The input:

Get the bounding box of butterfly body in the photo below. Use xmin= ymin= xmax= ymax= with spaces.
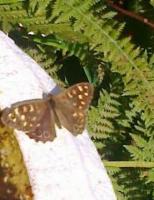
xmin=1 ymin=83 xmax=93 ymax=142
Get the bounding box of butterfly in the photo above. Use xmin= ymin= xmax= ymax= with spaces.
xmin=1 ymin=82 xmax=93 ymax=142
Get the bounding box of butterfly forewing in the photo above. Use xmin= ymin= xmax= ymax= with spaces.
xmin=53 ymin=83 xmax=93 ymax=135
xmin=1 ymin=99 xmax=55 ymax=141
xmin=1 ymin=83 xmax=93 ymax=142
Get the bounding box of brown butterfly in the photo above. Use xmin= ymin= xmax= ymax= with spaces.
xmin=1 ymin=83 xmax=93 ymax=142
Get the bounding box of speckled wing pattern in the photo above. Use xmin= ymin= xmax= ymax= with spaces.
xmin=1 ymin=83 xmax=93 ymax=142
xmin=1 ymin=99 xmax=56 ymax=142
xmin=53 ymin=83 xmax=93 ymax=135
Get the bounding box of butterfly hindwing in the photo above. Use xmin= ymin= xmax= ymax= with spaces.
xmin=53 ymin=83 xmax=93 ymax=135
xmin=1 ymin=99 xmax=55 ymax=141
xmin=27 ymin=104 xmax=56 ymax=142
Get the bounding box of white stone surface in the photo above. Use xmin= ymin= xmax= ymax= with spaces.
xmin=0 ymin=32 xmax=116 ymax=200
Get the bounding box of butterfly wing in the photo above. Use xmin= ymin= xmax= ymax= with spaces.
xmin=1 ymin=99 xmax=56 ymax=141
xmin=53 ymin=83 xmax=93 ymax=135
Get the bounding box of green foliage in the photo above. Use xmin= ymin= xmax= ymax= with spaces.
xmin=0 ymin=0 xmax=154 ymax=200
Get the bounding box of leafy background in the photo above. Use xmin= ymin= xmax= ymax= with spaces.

Do this: Pictures are not part of the copy; output everything else in the records exactly.

Complete response:
Get the bounding box of butterfly body in the photo below. Use xmin= ymin= xmax= ymax= with spaces.
xmin=1 ymin=83 xmax=93 ymax=142
Get the bounding box of butterfly in the photo above. Use xmin= ymin= xmax= ymax= with spaces.
xmin=1 ymin=82 xmax=93 ymax=142
Get the bounding box of butterfly forewing in the photo above. Use xmin= ymin= xmax= ymax= with spaces.
xmin=53 ymin=83 xmax=93 ymax=135
xmin=1 ymin=99 xmax=55 ymax=141
xmin=1 ymin=83 xmax=93 ymax=142
Get the bounding box of brown butterfly in the photo above. Use xmin= ymin= xmax= ymax= with spaces.
xmin=1 ymin=83 xmax=93 ymax=142
Get the bounding box of speckled wing pattern in the photo above. Use xmin= ymin= xmax= ymax= with spaces.
xmin=1 ymin=83 xmax=93 ymax=142
xmin=1 ymin=99 xmax=56 ymax=142
xmin=53 ymin=83 xmax=93 ymax=135
Get the bounding box of butterfly hindwing in the photo above. Use xmin= ymin= xmax= ymax= with spaces.
xmin=53 ymin=83 xmax=93 ymax=135
xmin=1 ymin=99 xmax=55 ymax=141
xmin=27 ymin=104 xmax=56 ymax=142
Get the bounding box of white stone surface in the photo above. Use xmin= ymin= xmax= ymax= with spaces.
xmin=0 ymin=32 xmax=116 ymax=200
Get the bounding box of butterfly wing in the photo above. Use xmin= ymin= xmax= ymax= with spaces.
xmin=1 ymin=99 xmax=56 ymax=141
xmin=53 ymin=83 xmax=93 ymax=135
Get the bounding box of green foliage in the photo above. Use xmin= ymin= xmax= ymax= with spaces.
xmin=0 ymin=0 xmax=154 ymax=200
Get the bounding box of leafy background in the photo above. Use xmin= ymin= xmax= ymax= with spaces.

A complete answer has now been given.